- _Extracted records_

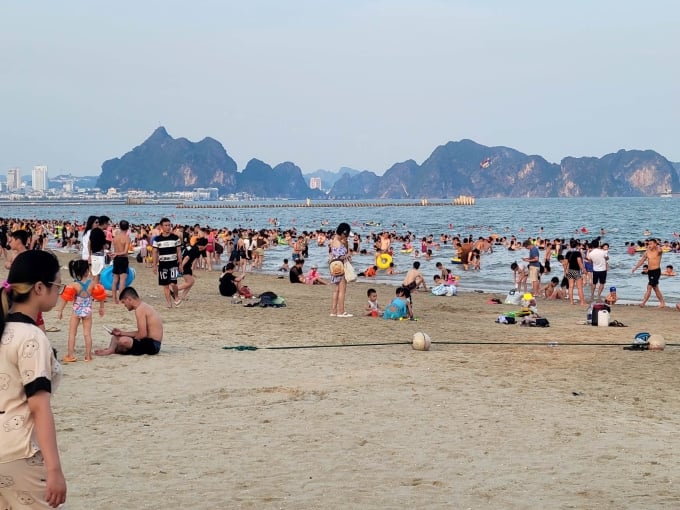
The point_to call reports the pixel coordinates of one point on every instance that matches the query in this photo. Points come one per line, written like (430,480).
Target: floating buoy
(383,261)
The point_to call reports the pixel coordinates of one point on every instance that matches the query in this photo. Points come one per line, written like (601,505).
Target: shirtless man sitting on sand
(146,339)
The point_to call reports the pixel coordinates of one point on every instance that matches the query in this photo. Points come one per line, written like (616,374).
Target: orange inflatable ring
(69,293)
(383,261)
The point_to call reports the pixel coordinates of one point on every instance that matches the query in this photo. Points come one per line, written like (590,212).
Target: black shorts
(653,276)
(144,346)
(167,273)
(599,277)
(120,265)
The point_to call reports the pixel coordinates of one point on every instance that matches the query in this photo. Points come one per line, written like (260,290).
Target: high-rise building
(40,178)
(13,179)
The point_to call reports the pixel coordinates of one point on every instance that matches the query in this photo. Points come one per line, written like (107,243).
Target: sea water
(622,219)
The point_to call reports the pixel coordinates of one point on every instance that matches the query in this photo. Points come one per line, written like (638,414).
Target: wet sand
(350,426)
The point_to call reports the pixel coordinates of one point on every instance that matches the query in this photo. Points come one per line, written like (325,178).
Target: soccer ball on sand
(421,341)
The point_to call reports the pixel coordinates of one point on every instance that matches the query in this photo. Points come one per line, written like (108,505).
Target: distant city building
(39,182)
(13,179)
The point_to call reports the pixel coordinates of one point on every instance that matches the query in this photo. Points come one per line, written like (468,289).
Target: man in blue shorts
(167,254)
(146,339)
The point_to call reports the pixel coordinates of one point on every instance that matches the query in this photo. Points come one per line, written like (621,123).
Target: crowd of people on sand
(584,262)
(29,370)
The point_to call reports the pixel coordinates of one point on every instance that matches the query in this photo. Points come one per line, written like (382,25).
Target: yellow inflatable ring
(383,261)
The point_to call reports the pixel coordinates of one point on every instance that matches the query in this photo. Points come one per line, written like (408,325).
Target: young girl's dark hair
(90,223)
(78,268)
(28,268)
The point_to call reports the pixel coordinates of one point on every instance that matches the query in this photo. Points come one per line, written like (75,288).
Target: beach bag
(513,297)
(542,322)
(336,267)
(506,319)
(350,273)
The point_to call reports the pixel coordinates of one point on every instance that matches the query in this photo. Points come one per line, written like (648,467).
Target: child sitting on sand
(400,307)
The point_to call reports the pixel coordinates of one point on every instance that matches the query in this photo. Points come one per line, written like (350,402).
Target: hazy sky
(336,83)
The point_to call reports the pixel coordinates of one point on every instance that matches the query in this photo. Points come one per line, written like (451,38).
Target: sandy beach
(351,426)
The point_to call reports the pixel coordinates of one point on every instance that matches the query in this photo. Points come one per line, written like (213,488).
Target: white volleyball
(656,343)
(421,341)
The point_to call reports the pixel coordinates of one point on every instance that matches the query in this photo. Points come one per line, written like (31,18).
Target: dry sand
(460,426)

- _Problem_
Where an entry holds an image, drop the image and copy the remaining text exactly.

- _Exercise solution_
The point_to call reports the pixel coordinates of one point on every instance that matches the query in this photo. Points come one per line, written like (430,480).
Target: floating buoy
(383,261)
The point_to call reports the pixel coordinates of one point on every instance that matches the query in this photo. Points come one per line, written like (601,505).
Target: shirtless man sitting on sand
(146,339)
The point_to call reports the pixel coordinates of one point on every instance that matches the query in this photo. Points come one per line, written like (616,374).
Target: orange inflatable ring
(69,293)
(383,261)
The point_to call reports the pixel coordinates of one point on every instance that matches the query in this photo. Points come one per line, written like (590,212).
Target: black shorts
(653,276)
(144,346)
(167,273)
(599,277)
(120,265)
The point_to call reports the pixel coordinates of one point on every instance that matches the query in this photo. Points come one per line, written like (260,290).
Target: high-rise building
(40,178)
(13,179)
The point_to call reports the pixel coordinates of one point on every instance that matches the query in this photo. Points come one per line, written like (107,243).
Target: sea water
(622,219)
The point_to call reports the pixel coordinates of one point on every instance that matches the query in this photo. Points come one per line, written like (638,414).
Target: wet sand
(350,426)
The point_to call reports the pixel coordinates of one point on every instance that matches the query in this photo. Points come one per line, written like (325,178).
Target: soccer ball on sand
(421,341)
The point_to call reports the pixel coordinates of one point on every instance that matches the query in this photo. Points come one per line, written like (108,505).
Target: distant city building
(39,182)
(13,179)
The point_to call reports the pixel coordinates of one point on every instance that matches the query in this photo. Points come one per line, written like (468,289).
Target: man in blue shorts
(167,254)
(146,339)
The point_to call reports the pixel coordinates of one point on every instance that matches the query in this photo. Points come one per line, written like (621,123).
Target: crowd of people on sand
(584,262)
(29,370)
The point_to call reports the pixel coordinates of one point on every instance that matches the query in this photo. Points come one per line, written like (382,25).
Target: yellow inflatable ring
(383,261)
The point_to call reports the pixel coordinates of one point on every instance that matches the query in this photo. Points come one per line, written like (408,325).
Target: young girl's dark hair
(90,223)
(78,268)
(28,268)
The point_to call reports the pixel coordinates of one point on every instance that matches the query in this photo. Points come one per line, written like (75,288).
Target: beach bag
(513,297)
(542,322)
(336,267)
(506,319)
(350,273)
The point_to call reports the pixel coordinates of one point on every instance that matches the query in this photo. Points come one per line, written like (648,467).
Target: child sitting on sand
(400,307)
The point_to call reports the pixel coordinates of one point on every instance that matches the query in this photo. Points come one per line, written like (350,402).
Target: hazy sky
(336,83)
The point_to call reports the pixel coordinates of one point on every instance that matches the query in this photo. Points come one per line, written like (451,38).
Target: sandy beach
(351,426)
The point_to call reports the pixel coordinates of one point on every instance that matches the query in this photo. Points come one per line, written like (213,488).
Target: white volleyball
(656,343)
(421,341)
The point_to call reports the pixel coordinates of one point on every instance that matches the query in this photo. Points come one per line, written like (31,18).
Target: dry sand
(460,426)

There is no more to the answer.